(Supplied passage)
BEGIN

The main station facilities are located in the middle of what is essentially a large island platform which is surrounded by platforms on all four sides. There are 20 numbered platforms, in a clockwise direction from the north east. There are three pairs of platforms which share the same tracks.
- There are two tracks on the north side. The northernmost track is split between Platform 20 (west) and Platform 1 (east) and the other is split between Platform 19 (west) and Platform 2 (east).
- There are four east-facing bay platforms, Platforms 3–6.
- There are four tracks on the south side. From north to south, these are:
  - A track which is split between Platform 11 (west) and Platform 7 (east).
  - Platform 10.
  - Platform 9, which is subdivided into "9w" (west) and "9e" (east) sections.
  - Platform 8, which is subdivided likewise.
- There are seven west-facing bay platforms, Platforms 12–18.

==Other transport connections==
Although there is currently no direct interchange, the nearest tram stop on the Edinburgh Trams service between Edinburgh Airport and Newhaven is St Andrew Square. The tram stop also serves the adjacent Edinburgh bus station, about 200 metres from Waverley station. Some bus services also stop outside the station at Princes Street while taxi ranks are located outside at Market Street.

==Future developments==
In March 2019, Network Rail announced proposals to redevelop Waverley station in order to meet an anticipated increase in passenger demand by 2048. The Waverley Masterplan drawn up by engineering firm Arup Group envisages the creation of a new mezzanine level concourse above the main platforms to facilitate passenger circulation within the station, with a link through to the neighbouring Waverley Mall shopping centre. As part of the redevelopment, the entrance ramps from Waverley Bridge into the station would be removed and the new concourse would be enclosed in plate glass to provide panoramic views over the Old Town. The plans also make reference to a "transport hub", although a direct interchange with Edinburgh Trams is not specified.

The 2025 consultation on a proposed tram route from Granton to the BioQuarter includes a lift connecting Waverley Station to North Bridge, where the first stop on the line south from Princes Street to the BioQuarter is planned to be built.

END

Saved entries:

BEGIN

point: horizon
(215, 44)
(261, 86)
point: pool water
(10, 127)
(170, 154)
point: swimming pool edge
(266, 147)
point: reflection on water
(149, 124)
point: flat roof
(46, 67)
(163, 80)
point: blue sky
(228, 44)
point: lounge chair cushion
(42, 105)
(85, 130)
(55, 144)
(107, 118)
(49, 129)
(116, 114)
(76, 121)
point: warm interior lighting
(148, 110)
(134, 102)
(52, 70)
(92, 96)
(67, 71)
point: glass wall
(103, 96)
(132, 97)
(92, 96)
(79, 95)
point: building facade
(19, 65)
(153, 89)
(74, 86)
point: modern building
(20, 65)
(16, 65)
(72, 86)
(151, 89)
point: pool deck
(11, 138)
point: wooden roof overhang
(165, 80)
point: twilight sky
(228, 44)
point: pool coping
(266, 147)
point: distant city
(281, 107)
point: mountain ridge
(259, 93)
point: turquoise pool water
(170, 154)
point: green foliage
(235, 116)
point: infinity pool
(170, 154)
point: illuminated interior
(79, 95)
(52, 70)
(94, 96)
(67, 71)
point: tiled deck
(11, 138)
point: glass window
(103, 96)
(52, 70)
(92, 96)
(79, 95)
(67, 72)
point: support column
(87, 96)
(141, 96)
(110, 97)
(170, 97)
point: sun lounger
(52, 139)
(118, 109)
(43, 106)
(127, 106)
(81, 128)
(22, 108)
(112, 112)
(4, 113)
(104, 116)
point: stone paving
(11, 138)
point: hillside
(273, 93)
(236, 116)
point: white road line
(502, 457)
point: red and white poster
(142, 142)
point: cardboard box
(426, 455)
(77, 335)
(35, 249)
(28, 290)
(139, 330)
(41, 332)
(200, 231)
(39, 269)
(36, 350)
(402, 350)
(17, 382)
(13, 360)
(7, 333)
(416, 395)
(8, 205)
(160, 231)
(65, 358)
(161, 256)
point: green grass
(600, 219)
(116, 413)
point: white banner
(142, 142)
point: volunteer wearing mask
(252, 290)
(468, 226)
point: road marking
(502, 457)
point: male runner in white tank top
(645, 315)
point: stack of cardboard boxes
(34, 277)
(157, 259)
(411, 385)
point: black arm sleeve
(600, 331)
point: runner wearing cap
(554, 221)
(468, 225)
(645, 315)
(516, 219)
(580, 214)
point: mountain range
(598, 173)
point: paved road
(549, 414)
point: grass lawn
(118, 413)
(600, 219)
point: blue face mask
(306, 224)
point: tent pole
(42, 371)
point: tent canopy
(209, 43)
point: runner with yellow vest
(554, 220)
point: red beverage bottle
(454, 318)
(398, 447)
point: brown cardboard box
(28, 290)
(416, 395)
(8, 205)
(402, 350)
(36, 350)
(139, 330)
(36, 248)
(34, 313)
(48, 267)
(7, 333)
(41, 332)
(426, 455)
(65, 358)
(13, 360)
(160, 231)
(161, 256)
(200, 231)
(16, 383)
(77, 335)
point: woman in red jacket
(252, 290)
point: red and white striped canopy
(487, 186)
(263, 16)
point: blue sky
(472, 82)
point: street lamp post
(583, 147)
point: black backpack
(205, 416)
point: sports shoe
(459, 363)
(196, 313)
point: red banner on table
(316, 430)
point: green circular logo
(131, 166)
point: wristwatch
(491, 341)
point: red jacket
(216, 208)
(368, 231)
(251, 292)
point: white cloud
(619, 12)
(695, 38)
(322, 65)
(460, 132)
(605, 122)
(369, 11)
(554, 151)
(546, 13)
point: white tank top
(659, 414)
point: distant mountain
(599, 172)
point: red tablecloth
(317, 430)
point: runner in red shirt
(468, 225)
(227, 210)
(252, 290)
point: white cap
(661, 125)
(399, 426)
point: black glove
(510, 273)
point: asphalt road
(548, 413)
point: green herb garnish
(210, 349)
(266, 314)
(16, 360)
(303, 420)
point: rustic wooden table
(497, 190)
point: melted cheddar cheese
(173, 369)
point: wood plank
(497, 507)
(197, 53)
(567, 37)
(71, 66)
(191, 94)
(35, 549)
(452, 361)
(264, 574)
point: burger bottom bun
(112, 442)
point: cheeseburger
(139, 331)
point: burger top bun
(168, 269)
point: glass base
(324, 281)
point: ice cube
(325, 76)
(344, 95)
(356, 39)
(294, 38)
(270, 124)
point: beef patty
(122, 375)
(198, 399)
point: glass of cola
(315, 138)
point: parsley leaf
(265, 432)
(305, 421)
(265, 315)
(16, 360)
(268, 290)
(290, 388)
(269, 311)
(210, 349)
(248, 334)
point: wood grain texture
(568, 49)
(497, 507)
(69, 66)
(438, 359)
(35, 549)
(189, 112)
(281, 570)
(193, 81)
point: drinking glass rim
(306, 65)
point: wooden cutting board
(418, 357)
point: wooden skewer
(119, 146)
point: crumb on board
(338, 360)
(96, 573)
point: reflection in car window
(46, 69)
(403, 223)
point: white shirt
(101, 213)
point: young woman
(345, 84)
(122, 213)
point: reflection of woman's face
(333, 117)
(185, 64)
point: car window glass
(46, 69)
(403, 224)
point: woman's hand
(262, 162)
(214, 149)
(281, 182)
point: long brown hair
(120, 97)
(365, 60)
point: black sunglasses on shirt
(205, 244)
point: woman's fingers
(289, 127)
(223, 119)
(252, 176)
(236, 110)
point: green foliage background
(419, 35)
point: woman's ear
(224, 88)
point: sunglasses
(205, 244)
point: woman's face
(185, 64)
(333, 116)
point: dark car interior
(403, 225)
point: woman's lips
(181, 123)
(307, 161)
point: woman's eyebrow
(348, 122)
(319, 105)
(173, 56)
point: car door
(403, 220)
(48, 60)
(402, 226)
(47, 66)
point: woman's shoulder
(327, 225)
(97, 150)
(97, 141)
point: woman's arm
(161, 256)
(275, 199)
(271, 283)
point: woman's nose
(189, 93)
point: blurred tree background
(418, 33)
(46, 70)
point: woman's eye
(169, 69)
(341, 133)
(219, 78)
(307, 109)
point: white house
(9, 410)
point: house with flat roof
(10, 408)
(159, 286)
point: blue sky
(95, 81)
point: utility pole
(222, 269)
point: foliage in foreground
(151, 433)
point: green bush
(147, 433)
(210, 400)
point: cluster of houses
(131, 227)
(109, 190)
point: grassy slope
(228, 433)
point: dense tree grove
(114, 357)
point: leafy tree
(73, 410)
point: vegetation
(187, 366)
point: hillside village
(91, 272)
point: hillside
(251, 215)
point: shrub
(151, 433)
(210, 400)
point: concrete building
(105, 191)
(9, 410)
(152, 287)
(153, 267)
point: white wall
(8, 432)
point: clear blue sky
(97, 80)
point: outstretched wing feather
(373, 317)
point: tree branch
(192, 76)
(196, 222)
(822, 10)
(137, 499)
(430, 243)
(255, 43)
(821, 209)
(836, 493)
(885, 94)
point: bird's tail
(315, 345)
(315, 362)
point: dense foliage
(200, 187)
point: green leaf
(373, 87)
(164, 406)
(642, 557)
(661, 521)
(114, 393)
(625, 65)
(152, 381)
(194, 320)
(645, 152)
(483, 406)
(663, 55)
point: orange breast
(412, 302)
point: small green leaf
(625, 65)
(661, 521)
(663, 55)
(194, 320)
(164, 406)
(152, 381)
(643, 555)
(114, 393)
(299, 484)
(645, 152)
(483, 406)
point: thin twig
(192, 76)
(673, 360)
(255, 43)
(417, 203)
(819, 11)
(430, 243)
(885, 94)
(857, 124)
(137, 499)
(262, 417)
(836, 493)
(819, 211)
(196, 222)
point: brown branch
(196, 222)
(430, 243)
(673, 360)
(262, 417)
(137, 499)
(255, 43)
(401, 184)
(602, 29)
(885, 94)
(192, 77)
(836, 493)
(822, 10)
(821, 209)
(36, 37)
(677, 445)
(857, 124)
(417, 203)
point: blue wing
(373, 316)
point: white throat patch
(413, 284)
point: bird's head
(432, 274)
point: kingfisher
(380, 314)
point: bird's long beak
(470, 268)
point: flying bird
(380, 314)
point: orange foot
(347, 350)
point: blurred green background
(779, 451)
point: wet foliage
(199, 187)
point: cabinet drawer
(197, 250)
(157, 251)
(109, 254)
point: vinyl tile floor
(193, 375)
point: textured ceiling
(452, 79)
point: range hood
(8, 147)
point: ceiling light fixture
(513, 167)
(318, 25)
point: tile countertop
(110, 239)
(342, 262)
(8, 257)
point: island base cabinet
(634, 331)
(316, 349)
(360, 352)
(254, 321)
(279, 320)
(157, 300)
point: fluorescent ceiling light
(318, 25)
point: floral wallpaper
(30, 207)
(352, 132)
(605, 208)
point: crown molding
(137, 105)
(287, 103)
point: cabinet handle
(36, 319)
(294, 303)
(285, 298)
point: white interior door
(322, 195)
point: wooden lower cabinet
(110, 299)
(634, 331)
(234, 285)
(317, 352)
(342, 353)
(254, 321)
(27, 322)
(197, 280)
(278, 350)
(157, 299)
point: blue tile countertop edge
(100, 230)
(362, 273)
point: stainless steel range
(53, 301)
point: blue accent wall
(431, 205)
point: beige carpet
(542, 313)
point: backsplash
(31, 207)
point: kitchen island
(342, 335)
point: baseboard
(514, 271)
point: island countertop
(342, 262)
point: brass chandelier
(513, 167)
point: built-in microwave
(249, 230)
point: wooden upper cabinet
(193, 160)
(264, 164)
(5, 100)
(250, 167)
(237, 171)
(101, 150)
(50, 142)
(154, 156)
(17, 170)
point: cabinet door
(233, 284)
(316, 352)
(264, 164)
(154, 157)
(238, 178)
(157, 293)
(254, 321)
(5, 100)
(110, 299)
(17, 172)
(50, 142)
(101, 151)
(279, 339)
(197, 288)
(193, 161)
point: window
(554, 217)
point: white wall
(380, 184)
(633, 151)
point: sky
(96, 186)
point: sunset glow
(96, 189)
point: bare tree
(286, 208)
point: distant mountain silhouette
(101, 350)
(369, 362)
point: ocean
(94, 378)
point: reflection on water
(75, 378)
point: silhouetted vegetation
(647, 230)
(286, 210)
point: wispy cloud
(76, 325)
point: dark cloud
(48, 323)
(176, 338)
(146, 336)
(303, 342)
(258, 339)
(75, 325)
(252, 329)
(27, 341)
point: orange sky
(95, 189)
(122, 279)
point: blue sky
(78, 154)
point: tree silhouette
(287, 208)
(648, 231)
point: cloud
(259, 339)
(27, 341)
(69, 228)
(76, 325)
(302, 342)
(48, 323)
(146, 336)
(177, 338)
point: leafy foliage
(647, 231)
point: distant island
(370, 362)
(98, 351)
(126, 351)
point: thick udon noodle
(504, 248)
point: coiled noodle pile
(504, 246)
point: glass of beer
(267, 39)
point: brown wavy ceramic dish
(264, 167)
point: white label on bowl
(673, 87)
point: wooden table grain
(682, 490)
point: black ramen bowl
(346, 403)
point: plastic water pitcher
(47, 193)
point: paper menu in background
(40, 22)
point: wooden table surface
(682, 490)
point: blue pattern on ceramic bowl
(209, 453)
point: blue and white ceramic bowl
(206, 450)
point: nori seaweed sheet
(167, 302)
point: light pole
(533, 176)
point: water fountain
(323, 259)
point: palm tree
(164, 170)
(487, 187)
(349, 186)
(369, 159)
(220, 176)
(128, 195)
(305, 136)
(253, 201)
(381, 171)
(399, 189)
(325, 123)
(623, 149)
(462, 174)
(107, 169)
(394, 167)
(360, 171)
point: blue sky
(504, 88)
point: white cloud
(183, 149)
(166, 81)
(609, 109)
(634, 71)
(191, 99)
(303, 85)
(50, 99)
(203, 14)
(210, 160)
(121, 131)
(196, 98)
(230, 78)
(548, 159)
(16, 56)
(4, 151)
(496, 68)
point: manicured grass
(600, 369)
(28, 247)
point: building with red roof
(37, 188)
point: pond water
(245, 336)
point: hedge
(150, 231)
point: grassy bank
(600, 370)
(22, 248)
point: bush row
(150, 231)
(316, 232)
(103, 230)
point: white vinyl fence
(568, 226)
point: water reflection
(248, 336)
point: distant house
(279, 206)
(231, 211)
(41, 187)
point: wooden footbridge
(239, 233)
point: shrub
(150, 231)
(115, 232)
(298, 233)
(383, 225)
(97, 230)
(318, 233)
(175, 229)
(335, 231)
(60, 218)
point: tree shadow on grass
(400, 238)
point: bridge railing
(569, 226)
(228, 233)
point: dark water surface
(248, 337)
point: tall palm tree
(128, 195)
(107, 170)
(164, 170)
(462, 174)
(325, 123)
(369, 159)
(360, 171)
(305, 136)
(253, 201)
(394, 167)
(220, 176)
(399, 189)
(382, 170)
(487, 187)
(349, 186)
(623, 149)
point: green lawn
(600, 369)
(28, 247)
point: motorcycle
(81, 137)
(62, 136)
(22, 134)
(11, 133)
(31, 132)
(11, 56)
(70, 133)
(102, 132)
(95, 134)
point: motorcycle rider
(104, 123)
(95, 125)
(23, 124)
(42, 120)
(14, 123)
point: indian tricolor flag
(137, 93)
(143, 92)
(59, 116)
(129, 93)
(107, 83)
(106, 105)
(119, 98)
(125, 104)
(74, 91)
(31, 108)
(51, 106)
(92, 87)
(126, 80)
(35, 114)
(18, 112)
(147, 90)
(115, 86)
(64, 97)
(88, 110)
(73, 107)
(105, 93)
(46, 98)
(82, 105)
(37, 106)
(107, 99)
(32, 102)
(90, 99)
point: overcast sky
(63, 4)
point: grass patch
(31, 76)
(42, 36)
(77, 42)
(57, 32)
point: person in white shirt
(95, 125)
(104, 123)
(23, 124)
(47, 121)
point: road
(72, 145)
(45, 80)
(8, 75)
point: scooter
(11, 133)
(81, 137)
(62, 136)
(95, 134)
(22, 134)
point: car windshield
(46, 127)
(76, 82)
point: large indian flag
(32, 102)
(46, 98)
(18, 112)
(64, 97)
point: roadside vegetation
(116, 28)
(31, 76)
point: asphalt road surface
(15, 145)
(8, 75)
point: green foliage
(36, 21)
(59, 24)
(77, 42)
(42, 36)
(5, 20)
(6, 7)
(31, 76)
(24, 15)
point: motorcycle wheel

END

(Things to do)
1. Answer from the Waverley station passage:
(a) How many numbered platforms does the station have?
(b) Where are the taxi ranks located?
(c) Which engineering firm drew up the Waverley Masterplan?
2. From the Waverley station passage, list every platform on the four tracks on the south side.

(Task answers)
1.
(a) 20
(b) Outside the station at Market Street
(c) Arup Group

2.
Platform 11
Platform 7
Platform 10
Platform 9
Platform 8